From the first line to the last, print the data exactly.
= Beginning of Section =
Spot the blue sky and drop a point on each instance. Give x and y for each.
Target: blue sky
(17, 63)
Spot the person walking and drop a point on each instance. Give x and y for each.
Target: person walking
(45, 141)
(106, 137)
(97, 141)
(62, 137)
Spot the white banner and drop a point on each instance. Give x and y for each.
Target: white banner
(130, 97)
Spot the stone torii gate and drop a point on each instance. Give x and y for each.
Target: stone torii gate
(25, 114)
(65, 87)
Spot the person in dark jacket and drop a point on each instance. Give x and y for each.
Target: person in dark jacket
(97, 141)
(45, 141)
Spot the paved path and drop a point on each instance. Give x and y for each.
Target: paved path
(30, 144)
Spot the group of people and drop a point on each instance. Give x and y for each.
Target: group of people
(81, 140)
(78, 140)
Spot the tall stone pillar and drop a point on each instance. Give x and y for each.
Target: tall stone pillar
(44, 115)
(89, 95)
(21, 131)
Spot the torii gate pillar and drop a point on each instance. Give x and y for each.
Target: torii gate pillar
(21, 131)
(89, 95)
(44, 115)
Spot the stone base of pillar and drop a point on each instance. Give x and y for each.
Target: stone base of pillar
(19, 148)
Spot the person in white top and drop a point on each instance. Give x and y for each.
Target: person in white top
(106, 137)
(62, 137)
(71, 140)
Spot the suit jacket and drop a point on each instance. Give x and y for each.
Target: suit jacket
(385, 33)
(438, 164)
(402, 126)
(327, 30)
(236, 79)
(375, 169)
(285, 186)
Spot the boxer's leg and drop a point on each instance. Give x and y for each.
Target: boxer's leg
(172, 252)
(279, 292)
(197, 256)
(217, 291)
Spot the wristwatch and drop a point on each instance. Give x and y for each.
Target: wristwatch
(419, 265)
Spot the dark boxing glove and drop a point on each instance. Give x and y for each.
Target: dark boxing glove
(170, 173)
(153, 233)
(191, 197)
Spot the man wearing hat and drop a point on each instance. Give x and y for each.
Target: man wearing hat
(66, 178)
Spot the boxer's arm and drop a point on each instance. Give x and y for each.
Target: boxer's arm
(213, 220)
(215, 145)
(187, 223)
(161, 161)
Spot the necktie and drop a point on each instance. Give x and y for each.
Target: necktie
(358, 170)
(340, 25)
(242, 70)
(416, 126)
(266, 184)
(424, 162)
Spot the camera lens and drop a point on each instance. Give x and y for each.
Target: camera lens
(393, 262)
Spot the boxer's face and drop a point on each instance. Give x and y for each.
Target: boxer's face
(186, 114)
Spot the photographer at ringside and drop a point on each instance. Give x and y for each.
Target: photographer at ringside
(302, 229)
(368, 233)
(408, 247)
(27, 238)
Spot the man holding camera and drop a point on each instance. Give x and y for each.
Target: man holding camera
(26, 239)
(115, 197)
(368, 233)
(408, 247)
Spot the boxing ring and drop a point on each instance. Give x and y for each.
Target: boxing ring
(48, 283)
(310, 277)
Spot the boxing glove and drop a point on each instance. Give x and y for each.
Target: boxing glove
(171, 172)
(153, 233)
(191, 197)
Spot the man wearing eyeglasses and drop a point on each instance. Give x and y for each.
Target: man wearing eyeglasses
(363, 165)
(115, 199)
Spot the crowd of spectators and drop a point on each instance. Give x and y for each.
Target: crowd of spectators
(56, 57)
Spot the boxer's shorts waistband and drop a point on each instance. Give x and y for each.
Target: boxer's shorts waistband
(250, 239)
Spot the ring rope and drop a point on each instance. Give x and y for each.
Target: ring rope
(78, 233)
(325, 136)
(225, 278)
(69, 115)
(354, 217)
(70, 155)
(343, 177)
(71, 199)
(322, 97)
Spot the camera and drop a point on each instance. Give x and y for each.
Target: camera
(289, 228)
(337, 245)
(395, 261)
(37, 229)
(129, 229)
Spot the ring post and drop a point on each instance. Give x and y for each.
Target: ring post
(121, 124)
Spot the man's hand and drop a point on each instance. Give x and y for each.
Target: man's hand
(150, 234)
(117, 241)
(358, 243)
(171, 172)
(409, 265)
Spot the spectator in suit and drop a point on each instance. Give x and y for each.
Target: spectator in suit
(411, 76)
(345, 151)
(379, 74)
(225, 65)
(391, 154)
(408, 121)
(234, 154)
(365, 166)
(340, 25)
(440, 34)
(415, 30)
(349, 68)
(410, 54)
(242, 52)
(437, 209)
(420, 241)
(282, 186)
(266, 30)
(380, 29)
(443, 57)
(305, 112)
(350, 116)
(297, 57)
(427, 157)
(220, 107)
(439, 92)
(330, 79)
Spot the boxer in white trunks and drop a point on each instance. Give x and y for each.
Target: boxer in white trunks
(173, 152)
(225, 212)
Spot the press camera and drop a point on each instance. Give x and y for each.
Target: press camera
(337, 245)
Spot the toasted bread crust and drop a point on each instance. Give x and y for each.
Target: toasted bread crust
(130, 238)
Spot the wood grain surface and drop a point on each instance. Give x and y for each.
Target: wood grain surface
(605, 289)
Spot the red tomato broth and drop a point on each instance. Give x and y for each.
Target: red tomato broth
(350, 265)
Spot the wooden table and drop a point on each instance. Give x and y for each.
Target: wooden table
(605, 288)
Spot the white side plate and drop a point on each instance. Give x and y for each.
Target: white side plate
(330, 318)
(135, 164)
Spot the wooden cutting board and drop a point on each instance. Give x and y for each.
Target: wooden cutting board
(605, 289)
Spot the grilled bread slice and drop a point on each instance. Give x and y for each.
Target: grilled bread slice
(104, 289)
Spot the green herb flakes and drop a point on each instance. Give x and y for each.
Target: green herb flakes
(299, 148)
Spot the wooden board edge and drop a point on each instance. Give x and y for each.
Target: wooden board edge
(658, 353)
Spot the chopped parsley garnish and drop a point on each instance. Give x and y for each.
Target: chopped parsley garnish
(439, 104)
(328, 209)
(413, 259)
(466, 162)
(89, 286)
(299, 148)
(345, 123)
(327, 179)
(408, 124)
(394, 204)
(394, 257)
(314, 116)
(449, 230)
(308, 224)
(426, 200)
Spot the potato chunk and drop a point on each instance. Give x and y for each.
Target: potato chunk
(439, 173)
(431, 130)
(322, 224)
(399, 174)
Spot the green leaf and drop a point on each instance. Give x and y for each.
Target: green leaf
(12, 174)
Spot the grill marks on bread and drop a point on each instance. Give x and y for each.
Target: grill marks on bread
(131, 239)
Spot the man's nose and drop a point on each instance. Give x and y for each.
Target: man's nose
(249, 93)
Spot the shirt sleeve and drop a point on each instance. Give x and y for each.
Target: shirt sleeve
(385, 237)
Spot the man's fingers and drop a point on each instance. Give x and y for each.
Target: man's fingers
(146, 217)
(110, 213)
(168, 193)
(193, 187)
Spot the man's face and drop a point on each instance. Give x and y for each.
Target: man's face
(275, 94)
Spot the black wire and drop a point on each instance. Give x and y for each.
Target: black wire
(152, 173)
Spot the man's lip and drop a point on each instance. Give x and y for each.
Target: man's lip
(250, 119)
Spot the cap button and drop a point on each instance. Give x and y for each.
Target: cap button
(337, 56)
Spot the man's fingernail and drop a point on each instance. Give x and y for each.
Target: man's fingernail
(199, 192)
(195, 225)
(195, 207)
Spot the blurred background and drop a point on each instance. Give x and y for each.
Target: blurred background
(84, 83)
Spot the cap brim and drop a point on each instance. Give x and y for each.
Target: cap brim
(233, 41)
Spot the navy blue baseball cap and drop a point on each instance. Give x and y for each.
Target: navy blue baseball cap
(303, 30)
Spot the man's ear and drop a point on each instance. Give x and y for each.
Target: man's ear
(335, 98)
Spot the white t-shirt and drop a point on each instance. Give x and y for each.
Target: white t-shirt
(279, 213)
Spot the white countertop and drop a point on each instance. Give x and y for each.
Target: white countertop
= End of Section =
Output below:
Spot the blue sky and drop a point on each instance. Give x and y for each.
Target: blue sky
(17, 63)
Spot the person walking and drop a point on each instance. Give x and y for each.
Target: person walking
(45, 141)
(106, 137)
(97, 141)
(62, 137)
Spot the white banner and drop a point on each instance. Give x and y for each.
Target: white banner
(130, 97)
Spot the stone torii gate and drop a point on each instance. Give x and y for each.
Target: stone torii gate
(25, 114)
(65, 87)
Spot the person in dark jacket and drop a point on each instance. Give x and y for each.
Target: person in dark jacket
(97, 141)
(45, 141)
Spot the paved path and drop a point on each instance. Give x and y for each.
Target: paved path
(30, 144)
Spot the group of people and drop a point on each instance. Give x and y for each.
Target: group of people
(81, 140)
(78, 140)
Spot the tall stone pillar and drop a point on each instance. Give x and y for each.
Target: tall stone pillar
(44, 115)
(89, 95)
(21, 131)
Spot the torii gate pillar and drop a point on each instance. Give x and y for each.
Target: torii gate pillar
(21, 131)
(89, 95)
(44, 115)
Spot the stone base of pillar and drop a point on each instance. Give x and y for each.
Target: stone base of pillar
(19, 148)
Spot the person in white top and drop a point on each instance. Give x and y for each.
Target: person in white top
(106, 137)
(62, 137)
(71, 140)
Spot the suit jacket and drop a point on each instance. Give x and y for each.
Target: suit jacket
(385, 33)
(438, 164)
(402, 126)
(327, 30)
(236, 79)
(375, 169)
(285, 186)
Spot the boxer's leg and drop a point on each instance. Give x and y for each.
Target: boxer's leg
(172, 252)
(279, 292)
(197, 256)
(217, 291)
Spot the wristwatch and drop a point on each instance. Give x and y for each.
Target: wristwatch
(419, 265)
Spot the dark boxing glove and drop a point on each instance. Give x and y for each.
Target: dark boxing glove
(170, 173)
(153, 233)
(191, 197)
Spot the man wearing hat and drop a point on each instance. Give x and y for each.
Target: man wearing hat
(66, 178)
Spot the boxer's arm and drop a point on each instance. Give x and y for each.
Target: boxer's arm
(213, 220)
(215, 145)
(187, 223)
(161, 161)
Spot the necktie and drop a point on each instance. Give x and y for each.
Target: necktie
(358, 170)
(340, 25)
(242, 70)
(416, 126)
(266, 184)
(424, 162)
Spot the camera lens and drop a point on each instance. Give x and y for each.
Target: camera lens
(393, 262)
Spot the boxer's face and drop a point on each instance. Give x and y for each.
Target: boxer's face
(186, 114)
Spot the photographer at ringside and drop a point on each instance. Give x and y for each.
Target: photographer at ringside
(302, 229)
(368, 233)
(408, 247)
(27, 238)
Spot the man holding camera and drop a point on each instance. Give x and y for each.
Target: man holding camera
(26, 239)
(115, 197)
(368, 233)
(408, 247)
Spot the boxing ring and drop a point on each instance. Give x and y for each.
Target: boxing ring
(48, 283)
(310, 277)
Spot the boxing glove and drop a point on each instance. Give x and y for each.
Target: boxing glove
(171, 172)
(153, 233)
(191, 197)
Spot the man wearing eyeglasses and drop a point on each instance. Give x and y for each.
Target: man wearing eyeglasses
(363, 165)
(115, 199)
Spot the crowd of spectators and drop a point on each instance. Give x and y for each.
Target: crowd of spectators
(56, 57)
Spot the boxer's shorts waistband and drop a point on each instance. Give x and y for each.
Target: boxer's shorts waistband
(250, 239)
Spot the ring rope and drop a point on each instance. Give x and y for each.
Target: ring rope
(78, 233)
(325, 136)
(225, 278)
(69, 115)
(354, 217)
(70, 155)
(343, 177)
(71, 199)
(322, 97)
Spot the camera and drop a point on each instance. Give x and y for each.
Target: camera
(289, 228)
(337, 245)
(395, 261)
(37, 229)
(129, 229)
Spot the ring post and drop a point on each instance. Give x and y for each.
Target: ring post
(121, 124)
Spot the man's hand and drop a point on each instance. Give x and y for each.
Target: man's hand
(150, 234)
(117, 241)
(358, 243)
(171, 172)
(409, 265)
Spot the spectator in suit and drop a point on each instance. Give x and y for each.
Target: spectator in suit
(411, 76)
(345, 151)
(379, 74)
(225, 65)
(391, 154)
(408, 121)
(234, 154)
(365, 166)
(340, 25)
(440, 34)
(415, 30)
(349, 68)
(410, 54)
(242, 52)
(437, 209)
(420, 241)
(282, 186)
(266, 30)
(380, 29)
(443, 57)
(305, 112)
(350, 116)
(297, 57)
(427, 157)
(220, 107)
(439, 92)
(330, 79)
Spot the boxer in white trunks and drop a point on each instance. Give x and y for each.
Target: boxer in white trunks
(173, 152)
(225, 212)
Spot the press camera and drop a point on each instance. Give x and y for each.
Target: press camera
(337, 245)
Spot the toasted bread crust and drop a point on each instance. Give x and y for each.
Target: toasted bread crust
(130, 238)
Spot the wood grain surface and drop a point on each instance. Give x and y for each.
Target: wood grain surface
(605, 289)
Spot the red tomato broth and drop a point on each instance. Give x and y for each.
Target: red tomato broth
(350, 265)
Spot the wooden table and drop a point on each instance. Give x and y for each.
Target: wooden table
(605, 288)
Spot the white side plate and drop a point on each instance. Give x and y for each.
Target: white side plate
(330, 318)
(135, 164)
Spot the wooden cutting board and drop a point on each instance. Give x and y for each.
Target: wooden cutting board
(605, 289)
Spot the grilled bread slice and drop a point on each instance. Give x and y for each.
Target: grilled bread slice
(104, 289)
Spot the green herb flakes and drop a point on each instance. Give x and y for each.
Target: green herb flakes
(299, 148)
Spot the wooden board edge and drop a point on each instance. Give x and y for each.
Target: wooden board edge
(658, 353)
Spot the chopped parsley garnish and drop a point on each instance. Give x and y for each.
Target: chopped parsley garnish
(439, 104)
(328, 209)
(413, 259)
(466, 162)
(89, 286)
(299, 148)
(345, 123)
(327, 179)
(408, 124)
(394, 204)
(394, 257)
(314, 116)
(449, 230)
(308, 224)
(426, 200)
Spot the potato chunk and drop a point on each instance. Give x and y for each.
Target: potato chunk
(439, 173)
(431, 130)
(322, 224)
(399, 174)
Spot the green leaf and drop a point on each instance. Give x and y for each.
Target: green leaf
(12, 174)
Spot the grill marks on bread and drop a point on each instance. Give x and y for each.
Target: grill marks on bread
(131, 239)
Spot the man's nose and drop a point on each instance. Give x and y for each.
Target: man's nose
(249, 93)
Spot the shirt sleeve and drop a point on each instance. Give x and y for each.
Target: shirt sleeve
(385, 237)
Spot the man's fingers and drop a point on each instance. Give x and y for each.
Target: man's fingers
(146, 217)
(110, 213)
(168, 193)
(193, 187)
Spot the man's face and drop a point on each instance. Give x and y for each.
Target: man's face
(275, 94)
Spot the black wire and drop a point on each instance. Give x and y for each.
Target: black wire
(152, 173)
Spot the man's lip and drop a point on each instance. Give x and y for each.
Target: man's lip
(250, 119)
Spot the cap button and drop a point on each instance. Give x and y for each.
Target: cap button
(337, 56)
Spot the man's fingernail and drop a point on each instance. Give x and y for each.
Target: man's fingernail
(199, 192)
(195, 225)
(195, 207)
Spot the blurred background and drop a point on each instance. Give x and y for each.
Target: blurred background
(84, 83)
Spot the cap brim and drop a point on each instance. Give x and y for each.
Target: cap brim
(233, 41)
Spot the navy blue baseball cap and drop a point on each instance. Give x and y for each.
Target: navy blue baseball cap
(303, 30)
Spot the man's ear and drop a point on each instance. Give x and y for each.
Target: man's ear
(335, 98)
Spot the white t-shirt and drop a point on each instance. Give x and y for each.
Target: white t-shirt
(279, 213)
Spot the white countertop and drop a point on each instance. Give x and y for each.
Target: white countertop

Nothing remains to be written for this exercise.